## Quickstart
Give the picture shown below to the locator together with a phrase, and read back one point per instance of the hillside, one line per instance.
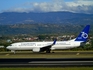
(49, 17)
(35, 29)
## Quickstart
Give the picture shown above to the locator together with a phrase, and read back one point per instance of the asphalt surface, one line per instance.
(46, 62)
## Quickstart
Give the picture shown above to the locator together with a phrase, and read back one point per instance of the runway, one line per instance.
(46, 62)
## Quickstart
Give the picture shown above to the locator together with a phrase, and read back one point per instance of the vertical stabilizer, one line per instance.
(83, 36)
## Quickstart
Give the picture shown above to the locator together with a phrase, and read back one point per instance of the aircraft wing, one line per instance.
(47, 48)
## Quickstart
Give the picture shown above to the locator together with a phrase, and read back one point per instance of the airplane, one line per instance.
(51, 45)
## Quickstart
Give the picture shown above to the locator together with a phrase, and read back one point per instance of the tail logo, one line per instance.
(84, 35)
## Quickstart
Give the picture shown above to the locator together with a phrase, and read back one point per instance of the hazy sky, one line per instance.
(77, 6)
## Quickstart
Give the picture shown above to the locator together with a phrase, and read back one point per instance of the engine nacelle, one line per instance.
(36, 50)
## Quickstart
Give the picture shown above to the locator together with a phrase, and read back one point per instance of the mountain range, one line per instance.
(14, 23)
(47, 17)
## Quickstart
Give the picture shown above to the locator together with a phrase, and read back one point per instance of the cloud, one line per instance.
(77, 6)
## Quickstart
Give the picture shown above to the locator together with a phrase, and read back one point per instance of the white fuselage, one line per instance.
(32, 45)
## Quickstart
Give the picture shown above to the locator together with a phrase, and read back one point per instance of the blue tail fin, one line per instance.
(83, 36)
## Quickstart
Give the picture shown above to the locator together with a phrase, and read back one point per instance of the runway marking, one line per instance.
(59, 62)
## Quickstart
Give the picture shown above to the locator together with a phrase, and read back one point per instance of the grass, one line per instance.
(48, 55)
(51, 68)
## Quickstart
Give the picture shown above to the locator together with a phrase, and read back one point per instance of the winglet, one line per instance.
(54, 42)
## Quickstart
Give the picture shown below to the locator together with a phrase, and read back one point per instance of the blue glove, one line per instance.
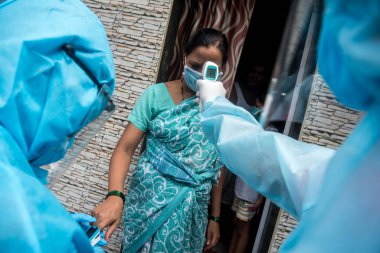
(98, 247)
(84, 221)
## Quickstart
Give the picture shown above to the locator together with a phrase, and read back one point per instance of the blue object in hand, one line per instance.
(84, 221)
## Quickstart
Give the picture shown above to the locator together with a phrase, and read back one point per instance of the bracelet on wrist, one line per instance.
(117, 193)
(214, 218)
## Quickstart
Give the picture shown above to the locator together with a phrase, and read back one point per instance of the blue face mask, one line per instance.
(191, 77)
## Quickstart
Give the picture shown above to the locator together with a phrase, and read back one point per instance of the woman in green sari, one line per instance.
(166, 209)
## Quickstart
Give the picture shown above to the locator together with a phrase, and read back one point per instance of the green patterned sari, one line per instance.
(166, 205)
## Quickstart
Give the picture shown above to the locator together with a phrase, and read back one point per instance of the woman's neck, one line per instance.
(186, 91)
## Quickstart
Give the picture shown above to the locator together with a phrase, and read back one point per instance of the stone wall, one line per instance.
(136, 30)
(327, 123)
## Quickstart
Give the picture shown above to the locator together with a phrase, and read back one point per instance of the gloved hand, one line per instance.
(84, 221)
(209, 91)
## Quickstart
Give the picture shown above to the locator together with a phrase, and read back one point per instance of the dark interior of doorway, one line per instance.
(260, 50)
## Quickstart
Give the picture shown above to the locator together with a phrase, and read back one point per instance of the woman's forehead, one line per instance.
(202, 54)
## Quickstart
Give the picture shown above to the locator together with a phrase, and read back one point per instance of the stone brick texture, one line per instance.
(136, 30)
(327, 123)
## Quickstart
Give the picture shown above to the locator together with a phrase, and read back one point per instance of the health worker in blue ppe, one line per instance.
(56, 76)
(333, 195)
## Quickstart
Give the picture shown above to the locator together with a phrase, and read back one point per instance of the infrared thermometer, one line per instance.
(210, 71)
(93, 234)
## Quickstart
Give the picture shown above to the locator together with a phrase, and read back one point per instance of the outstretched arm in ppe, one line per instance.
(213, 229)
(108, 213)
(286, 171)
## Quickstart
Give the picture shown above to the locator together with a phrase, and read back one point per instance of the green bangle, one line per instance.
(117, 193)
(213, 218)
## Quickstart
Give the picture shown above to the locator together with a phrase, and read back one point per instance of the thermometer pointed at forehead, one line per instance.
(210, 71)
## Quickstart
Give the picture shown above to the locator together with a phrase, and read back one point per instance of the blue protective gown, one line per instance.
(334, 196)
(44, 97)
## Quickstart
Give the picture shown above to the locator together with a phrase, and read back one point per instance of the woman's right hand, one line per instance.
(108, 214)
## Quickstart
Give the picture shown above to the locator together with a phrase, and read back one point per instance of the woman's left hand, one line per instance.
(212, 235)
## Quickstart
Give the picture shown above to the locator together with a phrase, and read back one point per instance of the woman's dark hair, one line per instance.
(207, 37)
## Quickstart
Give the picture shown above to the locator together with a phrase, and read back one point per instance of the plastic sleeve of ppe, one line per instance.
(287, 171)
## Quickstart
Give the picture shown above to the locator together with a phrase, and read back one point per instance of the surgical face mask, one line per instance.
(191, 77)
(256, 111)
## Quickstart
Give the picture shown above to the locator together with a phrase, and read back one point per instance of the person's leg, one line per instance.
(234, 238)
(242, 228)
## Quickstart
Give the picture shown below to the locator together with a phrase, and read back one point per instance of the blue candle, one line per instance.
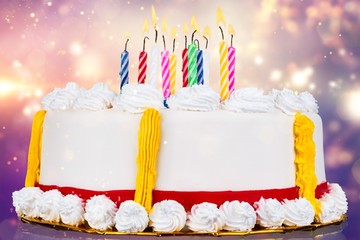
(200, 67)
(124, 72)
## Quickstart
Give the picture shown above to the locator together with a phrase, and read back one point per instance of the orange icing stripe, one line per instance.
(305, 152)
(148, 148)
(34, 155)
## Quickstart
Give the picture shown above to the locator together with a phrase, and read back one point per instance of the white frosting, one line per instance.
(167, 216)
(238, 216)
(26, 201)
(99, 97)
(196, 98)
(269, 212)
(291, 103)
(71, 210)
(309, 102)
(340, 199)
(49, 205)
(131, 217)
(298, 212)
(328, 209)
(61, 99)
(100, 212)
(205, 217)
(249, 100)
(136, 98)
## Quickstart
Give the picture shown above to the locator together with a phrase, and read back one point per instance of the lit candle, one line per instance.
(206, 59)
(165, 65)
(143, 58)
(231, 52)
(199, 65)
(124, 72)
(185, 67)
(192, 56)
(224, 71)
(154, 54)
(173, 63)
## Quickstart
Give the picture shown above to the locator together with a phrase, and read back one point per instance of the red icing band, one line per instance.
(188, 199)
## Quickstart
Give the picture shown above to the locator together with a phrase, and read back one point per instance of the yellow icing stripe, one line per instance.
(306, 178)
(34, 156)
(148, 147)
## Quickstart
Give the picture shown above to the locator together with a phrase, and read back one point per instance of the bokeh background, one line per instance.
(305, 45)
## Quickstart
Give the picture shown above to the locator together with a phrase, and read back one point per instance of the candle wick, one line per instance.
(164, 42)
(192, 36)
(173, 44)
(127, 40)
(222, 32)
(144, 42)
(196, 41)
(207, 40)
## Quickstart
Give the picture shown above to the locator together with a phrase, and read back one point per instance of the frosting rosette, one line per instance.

TASK TO CARRY OUT -> Return the entries unchanged, save for the pictures, which do not belong in the copy.

WORKED SOLUTION ->
## Quickstart
Give the picture shown below to the locator together with a phrase, and read back one point per instance of the hillside, one line per instance.
(49, 17)
(35, 29)
## Quickstart
Give the picture shown above to the locator together with a phrase, and read back one point per instance of the asphalt surface, one line per instance.
(46, 62)
## Quickstart
Give the picture shown above to the locator together with a phrase, and read back one point per instance of the runway, one line per instance.
(46, 62)
## Quickstart
Give the picture shown above to the locator together with a phrase, and read back one point per instance of the vertical stabilizer, one line per instance.
(83, 36)
## Quickstart
Give the picture shown above to the locator together with a phrase, and read back one point per instance of the aircraft wing, one line per instance.
(47, 48)
## Quickstart
Give the picture shown above to the locator together with a phrase, and read back one point per instance of the airplane, one line per instance.
(51, 45)
## Quickstart
Give the picture shown above to the locator together with a phrase, and read back one point per instance of the tail logo, one line per instance.
(84, 35)
## Quickstart
Give the picture shown above to the locator together with a phrase, and read back one point per instance of the hazy sky, one line per instance.
(77, 6)
## Quickstart
Give the picture shown above to the locator together with a phrase, and read back one point per instance of the engine nacelle, one line per instance.
(36, 50)
## Quickstart
Give the picture shown above to the locator together with a phrase, and read back one point per instance of the mountain range, one line per instance.
(14, 23)
(47, 17)
## Quickstart
Give the picture shown above to the locator together with a phrase, and read back one point per instance of the cloud, one line per instance.
(77, 6)
## Quickstart
Give the picture shown above to the locator together with a phrase, and read back one point per instance of the white fuselage, one line per instance.
(32, 45)
## Quickstart
Give the picture shown above to the locator together with a phrase, and read back one point per instance of the blue tail fin, one line per instance.
(83, 36)
## Quickstart
Give the picture shown above to the locator together with a phrase, and read back one point per instance of the runway marking, one line per instance.
(59, 62)
## Quickstart
Give the picture shown above to the locator together with a phrase, and read back one point per instance of the grass, one line per instance.
(48, 55)
(51, 68)
## Quickstart
Give the picture shown above to the locator together with a phrase, and read back one point per instance of the winglet, one line per instance.
(54, 42)
## Quickstart
Give the picture shown below to the locator together with a phrase, and read back one point per instance of the blue glove, one line per instance.
(98, 247)
(84, 221)
## Quickstart
Give the picture shown above to the locator together with a phrase, and read back one point per instance of the blue object in hand, one line per instance.
(84, 221)
## Quickstart
Give the picture shown above to the locator together with a phrase, and read back one point per instance of the bracelet on wrist, one line per instance.
(117, 193)
(214, 218)
## Quickstart
Give the picture shown above to the locator together with a phrase, and read back one point per instance of the blue face mask, one line per instance.
(191, 77)
## Quickstart
Give the picture shown above to the locator together with a phrase, and read back one point per instance of the woman in green sari, one line per instance.
(166, 209)
## Quickstart
Give the picture shown above to the locator together with a phrase, and read back one point per instance of the green patterned sari, one line per instance.
(166, 205)
## Quickstart
Give the picture shown above to the locator together with a phrase, and read back one point per instance of the woman's neck, one line per instance.
(186, 91)
## Quickstart
Give the picture shown above to the locator together with a phrase, and read back one point per instance of the stone wall, one line per instance.
(136, 30)
(327, 123)
## Quickstart
Give the picture shown above to the locator together with a phrase, and read back one point per instance of the gloved hand, one line per instance.
(84, 221)
(209, 91)
## Quickstart
Give the picture shown above to the locator together with a phrase, and read back one point per instance of the dark interior of doorway, one line per instance.
(260, 50)
## Quickstart
Give the picture shown above to the locator together with a phrase, and read back one point per instance of the woman's forehead, one line per instance.
(202, 54)
## Quickstart
Give the picture shown above to the locator together with a phrase, and read back one point per instance of the stone brick texture, one line per instance.
(136, 30)
(327, 123)
## Quickstart
Give the picture shown above to the locator together with a phrase, and read back one point per instance of the health worker in blue ppe, one line per instance.
(56, 76)
(333, 195)
## Quickstart
Give the picture shown above to the locator together with a phrase, and read back one point per instance of the infrared thermometer, one line per instance.
(210, 71)
(93, 234)
## Quickstart
Give the picture shown above to the locator together with a phrase, and read back one point per instance of the outstretched arm in ppe, one line per instance.
(213, 229)
(108, 213)
(286, 171)
## Quickstart
Give the picture shown above to the locator together with a phrase, and read back one point per instance of the green bangle, one line per instance.
(117, 193)
(213, 218)
## Quickstart
Give the picture shown above to the locator together with a phrase, and read back one point per instance of the thermometer pointed at forehead, one line per instance.
(210, 71)
## Quickstart
Give the picture shown above to the locator together with a phrase, and read back one point per instance of the blue protective gown, one line per instance.
(334, 196)
(44, 97)
## Quickstart
Give the picture shown above to the locator together with a phrase, and read back one point per instance of the woman's right hand, one line per instance.
(108, 214)
## Quickstart
Give the picture shown above to the locator together with a phrase, and read back one point per instance of the woman's left hand, one line per instance.
(212, 235)
## Quickstart
Give the picture shown above to the locator together with a phrase, and read back one point per instance of the woman's dark hair, one line per instance.
(207, 37)
## Quickstart
Give the picture shown above to the locator together with a phrase, and read back one point per instance of the plastic sleeve of ppe, one line per instance.
(287, 171)
## Quickstart
Give the picture shown above to the locator together with a phrase, and read back one point per instance of the surgical face mask, one line per instance.
(191, 77)
(256, 111)
## Quickstart
Give the picture shown above to the locator together with a phrase, and read back one point per instance of the person's leg, one line per instance.
(234, 238)
(242, 228)
## Quickstart
Give the picture shown below to the locator together with a phrase, and read back one point per instance of the blue candle, one line per instance.
(200, 67)
(124, 72)
## Quickstart
Give the picture shown above to the locator together with a phrase, and read back one point per instance of the orange icing stripe, one line per instance.
(305, 152)
(148, 148)
(34, 155)
## Quickstart
Give the picture shown above to the locator together with a phrase, and read back one point per instance of the white frosting, one line per instance.
(167, 216)
(238, 216)
(26, 201)
(99, 97)
(196, 98)
(269, 212)
(291, 103)
(71, 210)
(309, 102)
(340, 199)
(49, 205)
(131, 217)
(298, 212)
(328, 209)
(61, 99)
(100, 212)
(205, 217)
(249, 100)
(136, 98)
## Quickstart
Give the picture shown above to the locator together with a phrase, and read back one point per instance of the lit candle, one line per instance.
(206, 59)
(165, 65)
(143, 58)
(231, 52)
(199, 65)
(124, 72)
(185, 67)
(192, 56)
(224, 71)
(154, 54)
(173, 63)
## Quickstart
Give the picture shown above to the locator together with a phrase, and read back one point per instance of the red icing band, one line per instance.
(188, 199)
## Quickstart
Give the picture shown above to the locator together with a phrase, and read back one point per instance of the yellow icing stripe, one line per instance.
(306, 178)
(34, 156)
(148, 147)
## Quickstart
Give the picture shown above to the locator together with a phrase, and read back one point per instance of the bokeh background, one line per instance.
(305, 45)
## Quickstart
Give the picture shown above to the locator together with a phrase, and read back one point per instance of the candle wick, one line per instance.
(164, 42)
(192, 36)
(173, 44)
(127, 40)
(222, 32)
(144, 42)
(196, 41)
(207, 40)
## Quickstart
Give the picture shown above to the locator together with a phrase, and read back one point per instance of the frosting rosette, one line per instance.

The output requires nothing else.